* **EXTRAIT DU TEXTE**:
****

Déclaration
liminaire : la « fantasy », ce n’est globalement
pas ma tasse de thé.
Non pas que je
considère ce genre comme « mineur », ce genre de
jugement catégoriel m’étant assez étranger. Ni que je considère
que ce genre – multiforme, s’il en est – est plus productif en
« mauvais » livres que d’autres ; je pourrais
citer des dizaines de mauvais polars ou de mauvais romans dans des
genres très différents. Mais, tout simplement, j’ai été élevé
au biberon des Alexandre Dumas, Henry de Monfreid, Fennimore Cooper,
Jack London et Joseph Peyré, puis des Dashiell Hammett et Chester
Himes, avant d’aller découvrir les Philip Dick et Philip Jose
Farmer. Mes rares excursions dans le monde de la fantasy l’ont
été vers des « classiques » de Tolkien (Le seigneur
des anneaux), de Michael Moorcock (Le chien de guerre) ou
de Jack Vance (Dying Earth), ou d’amuseries à la Gordon
Dickson (Le dragon et le georges).
Peu porté vers la
fantasy, j’ai donc peu de curiosité pour ce qui se publie
dans le domaine. Serpent qui se mort la queue. Alors, mes escapades
actuelles vers des romans de ce genre naissent d’échanges avec des
personnes que j’ai découvertes sur le net, avant qu’elles ne
deviennent auteurs de roman. Cela a été le cas avec Jean-Philippe
Jaworski, vers les Janua Vera et Gagner la guerre
duquel je ne serais peut-être pas allé sans les liens tissés au
fil du temps en nous côtoyant dans un forum ou en collaborant à une
création ludique.
Voilà aussi quelque
temps déjà que je côtoie Cédric Ferrand dans des forums et
échanges électronico-épistolaires. La publication de son Wastburg,
précédée d’informations dans les blogs et les forums qui
promettaient des histoires de miliciens urbains teintées d’humour
noir et de fange des rues, m’a conduit à franchir le pas. Sans
regret, ou presque.

****

* **LIGNES FOURNIES**:
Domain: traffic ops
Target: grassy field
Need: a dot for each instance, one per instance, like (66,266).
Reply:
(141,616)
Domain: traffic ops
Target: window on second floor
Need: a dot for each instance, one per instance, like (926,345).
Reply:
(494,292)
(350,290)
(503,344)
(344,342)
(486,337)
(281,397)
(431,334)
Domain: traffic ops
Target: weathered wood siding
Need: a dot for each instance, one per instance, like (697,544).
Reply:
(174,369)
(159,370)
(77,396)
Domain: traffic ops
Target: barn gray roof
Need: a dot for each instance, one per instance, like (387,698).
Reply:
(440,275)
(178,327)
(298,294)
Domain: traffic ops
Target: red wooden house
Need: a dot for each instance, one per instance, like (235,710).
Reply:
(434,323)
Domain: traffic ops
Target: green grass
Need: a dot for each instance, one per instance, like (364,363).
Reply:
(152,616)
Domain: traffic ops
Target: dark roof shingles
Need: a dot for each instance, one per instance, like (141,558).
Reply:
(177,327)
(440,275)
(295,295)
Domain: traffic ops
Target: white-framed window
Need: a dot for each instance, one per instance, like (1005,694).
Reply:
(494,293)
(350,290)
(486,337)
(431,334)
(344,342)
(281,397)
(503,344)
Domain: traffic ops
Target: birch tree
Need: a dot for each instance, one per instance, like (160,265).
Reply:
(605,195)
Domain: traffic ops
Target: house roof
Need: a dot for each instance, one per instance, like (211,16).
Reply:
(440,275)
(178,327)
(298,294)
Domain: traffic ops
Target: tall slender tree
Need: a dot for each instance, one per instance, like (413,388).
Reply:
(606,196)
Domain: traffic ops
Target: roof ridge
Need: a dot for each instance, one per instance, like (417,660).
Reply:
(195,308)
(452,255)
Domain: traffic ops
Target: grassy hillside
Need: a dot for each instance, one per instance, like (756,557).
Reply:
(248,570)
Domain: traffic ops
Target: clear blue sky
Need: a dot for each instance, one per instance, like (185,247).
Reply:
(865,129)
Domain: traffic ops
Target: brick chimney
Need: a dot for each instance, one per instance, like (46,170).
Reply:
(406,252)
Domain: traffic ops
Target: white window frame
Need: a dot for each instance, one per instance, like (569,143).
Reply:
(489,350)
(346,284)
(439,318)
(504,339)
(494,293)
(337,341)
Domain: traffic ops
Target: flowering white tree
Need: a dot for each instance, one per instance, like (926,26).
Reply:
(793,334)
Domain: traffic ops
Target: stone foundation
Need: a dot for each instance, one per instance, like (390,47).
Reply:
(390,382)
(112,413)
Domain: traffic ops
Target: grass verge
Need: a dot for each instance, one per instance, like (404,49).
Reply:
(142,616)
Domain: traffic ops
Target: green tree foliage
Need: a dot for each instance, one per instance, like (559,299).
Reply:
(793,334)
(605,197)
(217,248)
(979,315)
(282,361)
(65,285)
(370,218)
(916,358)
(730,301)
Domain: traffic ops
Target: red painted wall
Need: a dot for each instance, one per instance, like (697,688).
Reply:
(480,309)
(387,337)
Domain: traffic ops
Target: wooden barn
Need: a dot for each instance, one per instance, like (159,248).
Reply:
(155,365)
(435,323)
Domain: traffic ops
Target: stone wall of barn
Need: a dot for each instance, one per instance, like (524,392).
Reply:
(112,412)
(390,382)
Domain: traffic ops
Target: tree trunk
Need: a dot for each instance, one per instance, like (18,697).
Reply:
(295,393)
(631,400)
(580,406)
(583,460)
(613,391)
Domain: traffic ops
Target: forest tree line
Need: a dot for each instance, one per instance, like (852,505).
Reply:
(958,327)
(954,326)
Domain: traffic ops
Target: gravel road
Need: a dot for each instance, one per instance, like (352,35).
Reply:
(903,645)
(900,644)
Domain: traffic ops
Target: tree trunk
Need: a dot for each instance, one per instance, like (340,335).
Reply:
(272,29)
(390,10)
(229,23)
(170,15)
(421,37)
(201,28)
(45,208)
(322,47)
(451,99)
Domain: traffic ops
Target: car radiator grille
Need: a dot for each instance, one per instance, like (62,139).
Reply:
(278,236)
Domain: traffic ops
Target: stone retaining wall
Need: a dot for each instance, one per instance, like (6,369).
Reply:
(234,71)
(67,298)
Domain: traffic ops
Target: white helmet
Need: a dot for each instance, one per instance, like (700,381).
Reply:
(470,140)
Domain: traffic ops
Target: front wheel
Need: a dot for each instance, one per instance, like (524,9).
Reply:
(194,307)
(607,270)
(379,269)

****

* **CONSIGNE**: D'après l'extrait du texte, pourquoi l'auteur a-t-il fini par lire Wastburg de Cédric Ferrand ? Répondez en une à trois phrases, s'il vous plaît.

* **RÉSULTAT**: Avant sa publication, des informations parues dans les blogs et les forums promettaient des histoires de miliciens urbains teintées d'humour noir et de fange des rues, et c'est ce qui l'a conduit à franchir le pas. Il côtoyait en outre Cédric Ferrand depuis un certain temps dans des forums et des échanges électronico-épistolaires.